• RECORDS PROVIDED:

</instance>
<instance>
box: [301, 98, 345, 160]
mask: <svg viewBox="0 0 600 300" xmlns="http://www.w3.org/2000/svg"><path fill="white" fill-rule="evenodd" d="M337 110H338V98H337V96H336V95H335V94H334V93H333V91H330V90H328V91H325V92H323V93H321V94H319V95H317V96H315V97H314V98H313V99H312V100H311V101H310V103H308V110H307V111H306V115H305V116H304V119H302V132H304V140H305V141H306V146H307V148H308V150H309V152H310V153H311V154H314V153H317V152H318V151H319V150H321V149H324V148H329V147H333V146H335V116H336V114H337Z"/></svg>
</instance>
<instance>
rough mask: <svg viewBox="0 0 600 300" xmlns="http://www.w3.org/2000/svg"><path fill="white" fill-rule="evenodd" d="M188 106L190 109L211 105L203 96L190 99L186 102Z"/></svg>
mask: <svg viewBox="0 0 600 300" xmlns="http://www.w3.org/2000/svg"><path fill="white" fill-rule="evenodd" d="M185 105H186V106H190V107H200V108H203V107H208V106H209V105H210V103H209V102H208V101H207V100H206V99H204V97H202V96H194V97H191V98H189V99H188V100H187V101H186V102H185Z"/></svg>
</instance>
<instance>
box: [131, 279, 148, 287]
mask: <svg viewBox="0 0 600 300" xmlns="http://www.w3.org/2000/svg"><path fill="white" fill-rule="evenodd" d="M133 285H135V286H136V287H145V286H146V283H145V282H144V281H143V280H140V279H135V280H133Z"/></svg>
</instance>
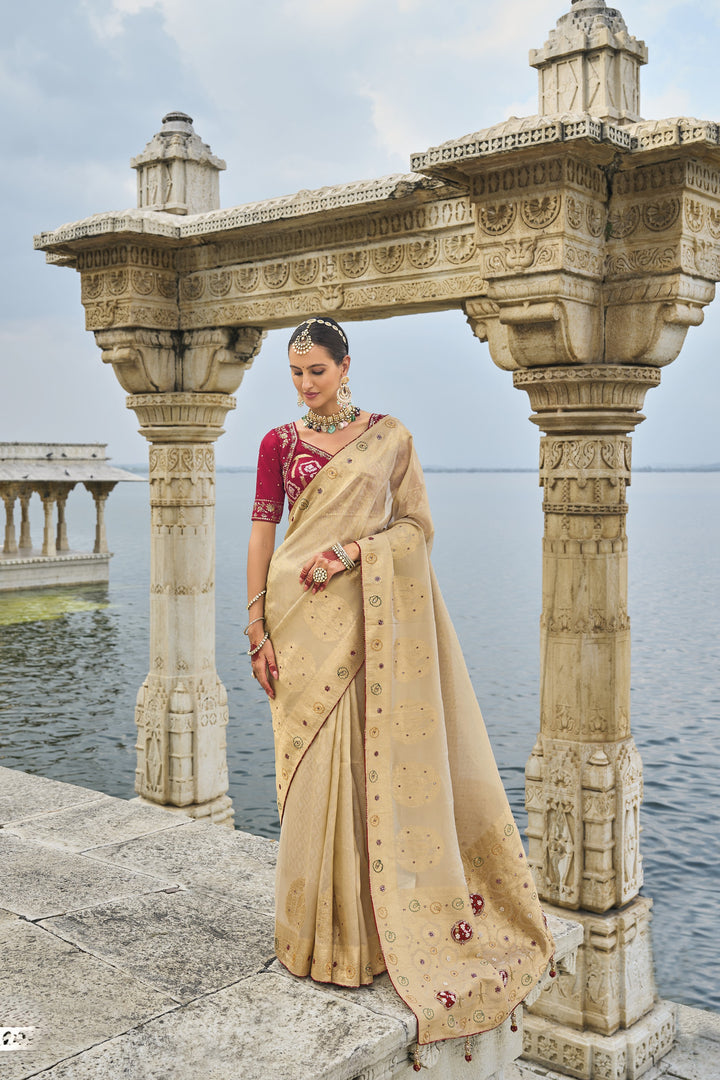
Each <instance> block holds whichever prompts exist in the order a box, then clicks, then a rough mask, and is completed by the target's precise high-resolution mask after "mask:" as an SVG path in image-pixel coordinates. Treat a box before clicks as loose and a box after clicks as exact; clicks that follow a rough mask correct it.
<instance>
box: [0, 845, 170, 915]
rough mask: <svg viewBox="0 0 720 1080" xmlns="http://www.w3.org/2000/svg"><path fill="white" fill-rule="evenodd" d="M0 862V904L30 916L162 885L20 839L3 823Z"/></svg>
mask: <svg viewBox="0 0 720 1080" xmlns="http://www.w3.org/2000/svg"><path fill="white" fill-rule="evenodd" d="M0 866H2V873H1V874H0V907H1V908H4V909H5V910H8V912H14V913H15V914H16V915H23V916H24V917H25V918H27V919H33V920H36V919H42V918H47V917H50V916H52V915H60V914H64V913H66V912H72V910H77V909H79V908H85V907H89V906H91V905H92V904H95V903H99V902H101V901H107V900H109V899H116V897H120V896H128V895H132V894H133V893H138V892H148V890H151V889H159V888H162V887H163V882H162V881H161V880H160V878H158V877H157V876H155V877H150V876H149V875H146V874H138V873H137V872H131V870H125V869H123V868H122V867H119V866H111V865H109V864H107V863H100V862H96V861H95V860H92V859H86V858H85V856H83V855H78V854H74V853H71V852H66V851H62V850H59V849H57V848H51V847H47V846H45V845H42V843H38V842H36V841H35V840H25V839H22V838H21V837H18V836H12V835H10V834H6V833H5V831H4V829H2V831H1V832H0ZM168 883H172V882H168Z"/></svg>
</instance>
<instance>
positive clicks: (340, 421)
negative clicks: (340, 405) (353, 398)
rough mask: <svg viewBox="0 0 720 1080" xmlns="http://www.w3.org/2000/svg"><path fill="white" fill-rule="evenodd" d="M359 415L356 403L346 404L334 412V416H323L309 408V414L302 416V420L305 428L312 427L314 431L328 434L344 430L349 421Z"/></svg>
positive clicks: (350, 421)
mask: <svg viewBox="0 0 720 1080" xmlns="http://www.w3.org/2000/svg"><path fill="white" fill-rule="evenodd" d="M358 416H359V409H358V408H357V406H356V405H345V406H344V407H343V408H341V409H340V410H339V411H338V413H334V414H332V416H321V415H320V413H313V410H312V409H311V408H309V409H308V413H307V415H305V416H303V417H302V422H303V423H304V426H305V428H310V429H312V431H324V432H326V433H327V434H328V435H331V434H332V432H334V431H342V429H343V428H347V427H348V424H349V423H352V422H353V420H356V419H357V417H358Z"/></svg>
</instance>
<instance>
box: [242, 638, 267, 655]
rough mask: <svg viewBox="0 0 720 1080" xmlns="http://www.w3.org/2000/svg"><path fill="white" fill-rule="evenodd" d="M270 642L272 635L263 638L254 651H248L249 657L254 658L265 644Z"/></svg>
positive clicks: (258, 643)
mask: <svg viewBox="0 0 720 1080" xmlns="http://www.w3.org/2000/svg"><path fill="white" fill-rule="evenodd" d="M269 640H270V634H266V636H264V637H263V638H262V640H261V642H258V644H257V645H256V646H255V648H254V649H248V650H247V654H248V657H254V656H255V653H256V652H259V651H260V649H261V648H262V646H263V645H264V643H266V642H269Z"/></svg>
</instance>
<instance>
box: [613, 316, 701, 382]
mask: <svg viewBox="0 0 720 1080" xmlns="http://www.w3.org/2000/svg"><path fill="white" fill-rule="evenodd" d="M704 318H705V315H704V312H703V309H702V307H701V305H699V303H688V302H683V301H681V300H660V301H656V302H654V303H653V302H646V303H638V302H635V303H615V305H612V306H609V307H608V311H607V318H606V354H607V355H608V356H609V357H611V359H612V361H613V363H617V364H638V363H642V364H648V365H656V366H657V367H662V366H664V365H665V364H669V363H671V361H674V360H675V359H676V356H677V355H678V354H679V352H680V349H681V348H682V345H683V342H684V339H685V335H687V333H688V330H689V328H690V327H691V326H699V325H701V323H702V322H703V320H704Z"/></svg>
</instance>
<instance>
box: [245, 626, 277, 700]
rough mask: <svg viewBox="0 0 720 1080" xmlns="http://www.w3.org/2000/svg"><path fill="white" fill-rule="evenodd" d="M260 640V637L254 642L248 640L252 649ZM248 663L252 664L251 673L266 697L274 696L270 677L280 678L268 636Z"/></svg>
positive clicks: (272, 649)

• EXERCISE DETAILS: The answer must be the lines from the first one in the records through the line containing "box: [0, 845, 170, 915]", copied exactly, with no pictures.

• FINISHED TASK:
</instance>
<instance>
box: [301, 98, 345, 160]
mask: <svg viewBox="0 0 600 300" xmlns="http://www.w3.org/2000/svg"><path fill="white" fill-rule="evenodd" d="M337 110H338V98H337V96H336V95H335V94H334V93H333V91H330V90H328V91H325V92H323V93H321V94H319V95H317V96H315V97H314V98H313V99H312V100H311V101H310V103H308V110H307V111H306V115H305V116H304V119H302V132H304V140H305V141H306V146H307V148H308V150H309V152H310V153H311V154H314V153H317V152H318V151H319V150H321V149H324V148H329V147H333V146H335V116H336V114H337Z"/></svg>
</instance>
<instance>
rough mask: <svg viewBox="0 0 600 300" xmlns="http://www.w3.org/2000/svg"><path fill="white" fill-rule="evenodd" d="M188 106L190 109L211 105L203 96L190 99L186 102Z"/></svg>
mask: <svg viewBox="0 0 600 300" xmlns="http://www.w3.org/2000/svg"><path fill="white" fill-rule="evenodd" d="M185 105H186V106H190V107H200V108H203V107H208V106H209V105H210V103H209V102H208V101H207V100H206V99H204V97H202V96H194V97H191V98H189V99H188V100H187V101H186V102H185Z"/></svg>
</instance>
<instance>
box: [131, 279, 148, 287]
mask: <svg viewBox="0 0 600 300" xmlns="http://www.w3.org/2000/svg"><path fill="white" fill-rule="evenodd" d="M133 285H135V286H136V287H145V286H146V283H145V282H144V281H143V280H140V279H135V280H133Z"/></svg>
</instance>
Each <instance> block holds whichever prompts exist in the order a box, then clicks, then a rough mask, and is completed by the target's precise high-resolution mask after "mask:" as an SVG path in image-pixel coordinates. Treat a box before clicks as loose and a box after clicks as exact; clicks that follow a rough mask correct it.
<instance>
box: [0, 845, 170, 915]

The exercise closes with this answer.